Content starts

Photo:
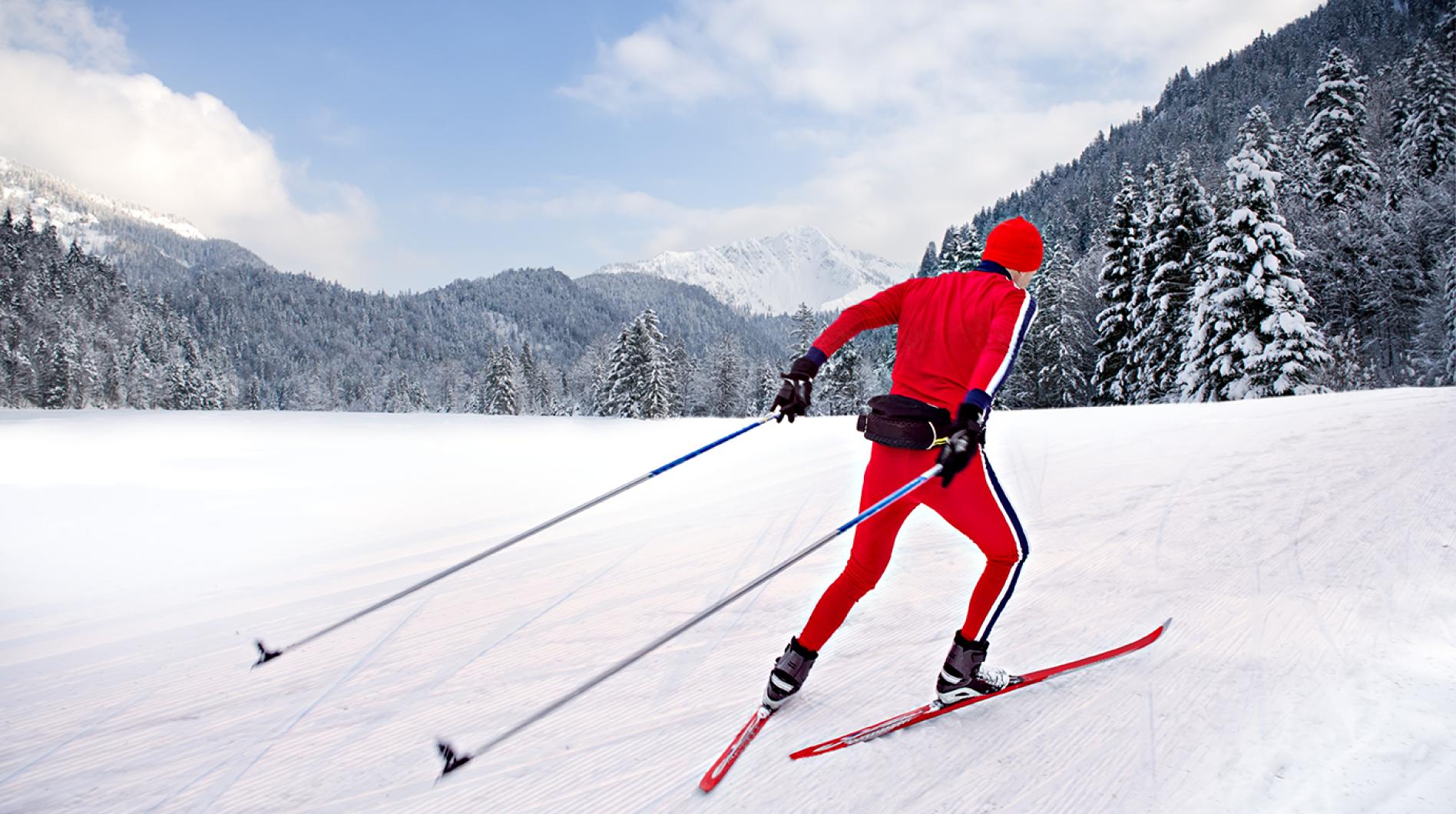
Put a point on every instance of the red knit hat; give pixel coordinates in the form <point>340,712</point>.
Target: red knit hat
<point>1014,243</point>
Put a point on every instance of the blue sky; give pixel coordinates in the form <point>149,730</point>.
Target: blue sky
<point>404,146</point>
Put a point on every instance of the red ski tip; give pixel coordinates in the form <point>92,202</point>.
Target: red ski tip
<point>935,711</point>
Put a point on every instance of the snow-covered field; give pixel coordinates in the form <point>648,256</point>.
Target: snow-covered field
<point>1302,547</point>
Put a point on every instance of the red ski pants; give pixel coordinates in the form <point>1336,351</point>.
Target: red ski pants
<point>975,505</point>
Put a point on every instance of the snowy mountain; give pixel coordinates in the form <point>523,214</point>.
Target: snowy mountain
<point>76,213</point>
<point>136,238</point>
<point>775,274</point>
<point>1308,667</point>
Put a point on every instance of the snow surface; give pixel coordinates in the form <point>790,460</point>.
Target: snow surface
<point>1302,547</point>
<point>775,274</point>
<point>78,214</point>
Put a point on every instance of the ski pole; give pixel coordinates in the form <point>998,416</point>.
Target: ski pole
<point>264,654</point>
<point>455,759</point>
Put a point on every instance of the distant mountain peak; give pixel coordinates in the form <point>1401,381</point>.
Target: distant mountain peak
<point>112,229</point>
<point>775,274</point>
<point>74,211</point>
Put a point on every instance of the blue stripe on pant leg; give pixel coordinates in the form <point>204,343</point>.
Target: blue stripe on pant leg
<point>1021,542</point>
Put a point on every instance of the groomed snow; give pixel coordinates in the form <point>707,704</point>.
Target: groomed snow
<point>1302,547</point>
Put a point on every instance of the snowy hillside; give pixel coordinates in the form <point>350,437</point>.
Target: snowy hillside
<point>143,242</point>
<point>776,274</point>
<point>78,214</point>
<point>1302,547</point>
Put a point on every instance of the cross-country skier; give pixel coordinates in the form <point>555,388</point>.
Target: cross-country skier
<point>958,339</point>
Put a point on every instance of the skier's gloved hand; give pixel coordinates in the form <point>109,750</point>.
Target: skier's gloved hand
<point>798,385</point>
<point>965,438</point>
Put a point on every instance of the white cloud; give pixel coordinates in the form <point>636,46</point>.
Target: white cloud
<point>70,110</point>
<point>925,111</point>
<point>66,28</point>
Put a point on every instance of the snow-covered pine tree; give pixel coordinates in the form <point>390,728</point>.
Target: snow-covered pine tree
<point>1061,336</point>
<point>806,329</point>
<point>840,386</point>
<point>1343,168</point>
<point>1451,326</point>
<point>1426,137</point>
<point>1140,308</point>
<point>1178,248</point>
<point>624,378</point>
<point>683,372</point>
<point>1249,331</point>
<point>769,383</point>
<point>931,263</point>
<point>1114,293</point>
<point>950,250</point>
<point>643,382</point>
<point>529,373</point>
<point>971,250</point>
<point>727,378</point>
<point>658,375</point>
<point>501,396</point>
<point>1298,170</point>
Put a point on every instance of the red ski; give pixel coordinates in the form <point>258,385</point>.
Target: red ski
<point>730,755</point>
<point>934,710</point>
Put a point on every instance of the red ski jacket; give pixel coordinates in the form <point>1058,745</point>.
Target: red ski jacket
<point>958,334</point>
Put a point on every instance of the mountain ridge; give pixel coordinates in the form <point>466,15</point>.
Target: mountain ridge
<point>776,273</point>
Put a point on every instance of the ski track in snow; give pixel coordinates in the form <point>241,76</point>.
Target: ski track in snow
<point>1302,548</point>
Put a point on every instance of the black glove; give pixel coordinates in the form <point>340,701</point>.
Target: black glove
<point>967,435</point>
<point>798,383</point>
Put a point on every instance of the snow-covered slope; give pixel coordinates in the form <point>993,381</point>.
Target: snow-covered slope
<point>140,240</point>
<point>776,274</point>
<point>76,213</point>
<point>1302,547</point>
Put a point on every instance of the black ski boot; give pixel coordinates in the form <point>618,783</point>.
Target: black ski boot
<point>965,673</point>
<point>788,673</point>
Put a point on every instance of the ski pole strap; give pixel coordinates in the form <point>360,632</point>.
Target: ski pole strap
<point>685,627</point>
<point>270,654</point>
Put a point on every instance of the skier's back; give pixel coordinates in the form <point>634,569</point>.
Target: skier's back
<point>957,341</point>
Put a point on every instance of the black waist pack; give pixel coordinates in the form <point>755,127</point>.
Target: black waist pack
<point>905,422</point>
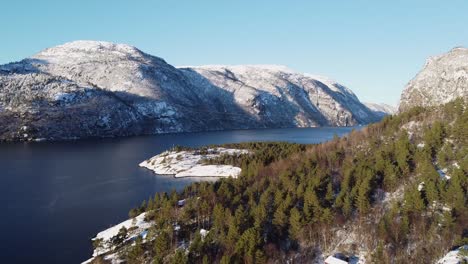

Content ends

Work instruction ▸
Keep the pictures out and transcribe the listing exactly.

Response below ▸
Photo:
Put a point on every instance of the red knit hat; give pixel coordinates in the form <point>340,712</point>.
Target: red knit hat
<point>1014,243</point>
Put a point on every instance of the blue sky; give pixel coordinates in the form <point>149,730</point>.
Target: blue sky
<point>404,146</point>
Put a point on every instance of the red ski tip; give pixel coordinates in the form <point>92,202</point>.
Target: red ski tip
<point>935,711</point>
Put a point on every instance of the snow-covered field; give pixel coordinates in the form <point>648,256</point>.
Target: snow-covered field
<point>1302,547</point>
Put a point on every instance of the red ski pants; give pixel coordinates in the form <point>1336,351</point>.
Target: red ski pants
<point>975,505</point>
Put a point on every instance of the snowy mountain; give pixel coordinates in the form <point>523,214</point>.
Target: snowy mountain
<point>76,213</point>
<point>136,238</point>
<point>775,274</point>
<point>1308,667</point>
Put a point on every instance of the snow surface; give pixel coordinates in the form <point>790,460</point>.
Target: snow surface
<point>1302,547</point>
<point>775,274</point>
<point>78,214</point>
Put a point on every instance of the ski pole; give pixel coordinates in the form <point>998,416</point>.
Target: ski pole
<point>264,654</point>
<point>455,759</point>
Put a point on every instance of the distant mountain peak; give pixel coordinates in the form <point>1401,381</point>.
Target: distant mountain peak
<point>112,229</point>
<point>775,274</point>
<point>74,211</point>
Put a point on every instance of the blue stripe on pant leg; give pixel coordinates in the form <point>204,343</point>.
Target: blue stripe on pant leg
<point>1021,542</point>
Put a point on every instance of the groomed snow; give pixel coordinates in the form <point>707,704</point>.
Target: groomed snow
<point>1302,547</point>
Put a point on every instance of the snowy hillside; give pixel coordinates in the form <point>350,437</point>.
Target: snowy hillside
<point>143,242</point>
<point>776,274</point>
<point>78,214</point>
<point>1302,547</point>
Put a point on every instance of the cross-country skier; give pixel coordinates in the form <point>555,388</point>.
Target: cross-country skier
<point>958,339</point>
Put a point on every instance of the skier's gloved hand; give pixel coordinates in the form <point>109,750</point>.
Target: skier's gloved hand
<point>798,385</point>
<point>965,438</point>
Put a point on every instance of the white cloud; give pixel coordinates in the form <point>636,46</point>.
Target: white cloud
<point>70,110</point>
<point>925,111</point>
<point>66,28</point>
Put a point on every instance of the snow-covered pine tree; give pixel coordinates in the form <point>390,728</point>.
Target: snow-covered pine tree
<point>1061,336</point>
<point>806,329</point>
<point>840,386</point>
<point>1343,168</point>
<point>1451,326</point>
<point>1426,137</point>
<point>1140,308</point>
<point>1178,248</point>
<point>624,378</point>
<point>683,372</point>
<point>1249,331</point>
<point>769,383</point>
<point>931,263</point>
<point>1114,293</point>
<point>950,250</point>
<point>643,382</point>
<point>529,373</point>
<point>971,250</point>
<point>727,378</point>
<point>658,375</point>
<point>501,396</point>
<point>1298,170</point>
Put a point on every instance of the red ski; give pixel coordinates in the form <point>258,385</point>.
Target: red ski
<point>730,755</point>
<point>934,710</point>
Put a point on every instance of the red ski jacket; give pixel coordinates in the form <point>1058,745</point>.
Target: red ski jacket
<point>958,334</point>
Put a point on every instance of the mountain ridge; give pixel coordinates in the form <point>466,15</point>.
Target: mountain ridge
<point>776,273</point>
Put a point on every instance of the ski track in snow; give pixel coordinates in the form <point>241,76</point>.
Target: ski track in snow
<point>1302,548</point>
Put a point on every instance of the black glove; give pixel coordinates in the form <point>340,701</point>.
Target: black glove
<point>967,435</point>
<point>798,383</point>
Put a point on every instance of the snow-covered slope; give pixel coordinates in the form <point>993,381</point>.
Target: snow-covered slope
<point>140,240</point>
<point>776,274</point>
<point>76,213</point>
<point>1302,547</point>
Put a point on every instance of the black ski boot; give pixel coordinates in the form <point>618,783</point>.
Target: black ski boot
<point>965,673</point>
<point>788,673</point>
Put a point on every instance of the ski pole strap; give pixel coordinates in the form <point>360,632</point>.
Target: ski pole strap
<point>685,627</point>
<point>270,654</point>
Put a point on every instance of the skier's back; give pixel coordinates in the form <point>634,569</point>.
Target: skier's back
<point>957,341</point>
Put a point on every instance of the black waist pack; give pixel coordinates in the form <point>755,127</point>.
Target: black waist pack
<point>905,422</point>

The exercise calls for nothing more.